Vorgelegter Text >>
------------------------------------------------

Der Oberste Gerichtshof hat als Revisionsgericht durch den Senatspräsidenten Univ.-Prof. Dr. Kodek als Vorsitzenden und die Hofräte Dr. Schwarzenbacher, Hon.-Prof. PD Dr. Rassi sowie MMag. Matzka und die Hofrätin Mag. Istjan, LL.M., als weitere Richter in der Rechtssache der klagenden Parteien 1. J* B* und 2. H* B*, beide *, beide vertreten durch Sauerzopf und Partner Rechtsanwälte in Wien, gegen die beklagte Partei A* C*, Ungarn, vertreten durch Dr. Eva Domjan, Rechtsanwältin in Graz, wegen 23.552,77 EUR sA, über die ordentliche Revision der klagenden Parteien gegen das Urteil des Oberlandesgerichts Wien als Berufungsgericht vom 22. November 2021, GZ 12 R 85/21i-41, mit dem das Urteil des Landesgerichts Eisenstadt vom 5. August 2021, GZ 2 Cg 1/20m-34, bestätigt wurde, den

Beschluss

gefasst:

Spruch

Die Revision wird zurückgewiesen.

Die klagenden Parteien haben die Kosten ihrer Revision selbst zu tragen.

Text

Begründung:

[1]       Die Vorinstanzen wiesen das auf Zahlung von Sanierungskosten nach mangelhafter Erfüllung eines Werkauftrags zum Ausbau eines Dachbodens gerichtete Klagebegehren übereinstimmend wegen Verjährung ab.

------------------------------------------------

Ausgewählte Daten >>
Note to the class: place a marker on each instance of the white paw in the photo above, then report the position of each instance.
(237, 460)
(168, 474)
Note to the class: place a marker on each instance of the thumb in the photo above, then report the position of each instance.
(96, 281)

------------------------------------------------

Zu lösende Aufgaben >>
A) Legen Sie anhand des Beschlusses des Obersten Gerichtshofs dar, aus welchem Grund die Vorinstanzen das Klagebegehren abwiesen.
B) Um welchen Betrag geht es laut dem Beschluss des Obersten Gerichtshofs in der Rechtssache?
C) Führen Sie die Begründung im Beschluss des Obersten Gerichtshofs im Anschluss an den zuletzt wiedergegebenen Absatz weiter.

Antworten je Aufgabe >>
A) Die Vorinstanzen wiesen das Klagebegehren übereinstimmend wegen Verjährung ab. Es war auf die Zahlung von Sanierungskosten nach mangelhafter Erfüllung eines Werkauftrags zum Ausbau eines Dachbodens gerichtet.

B) Um 23.552,77 EUR sA.

C)
[2]       Das Berufungsgericht ließ die ordentliche Revision zu, weil die Rechtsprechung zur den Gewährleistungsberechtigten treffende Beweislast für die Einhaltung der Gewährleistungsfrist in einem Spannungsverhältnis zur Rechtsprechung stehe, wonach denjenigen, der die Verjährungseinrede erhebe, die Beweispflicht für den Beginn des Laufes der Verjährung begründende Umstände treffe, zumal mit dem GewRÄG, BGBl I 2001/48, klargestellt worden sei, dass Gewährleistungsfristen Verjährungsfristen seien.

Rechtliche Beurteilung

[3]        Damit zeigt das Berufungsgericht keine erhebliche Rechtsfrage auf. Da auch die Kläger in ihrer Revision das Vorliegen der Voraussetzungen des § 502 Abs 1 ZPO nicht zu begründen vermögen, ist ihr Rechtsmittel entgegen dem – den Obersten Gerichtshof nicht bindenden (§ 508a Abs 1 ZPO) – Ausspruch des Berufungsgerichts nicht zulässig. Die Zurückweisung ordentlicher Rechtsmittel wegen Fehlens einer erheblichen Rechtsfrage kann sich auf die Ausführung der Zurückweisungsgründe beschränken (§ 510 Abs 3 ZPO).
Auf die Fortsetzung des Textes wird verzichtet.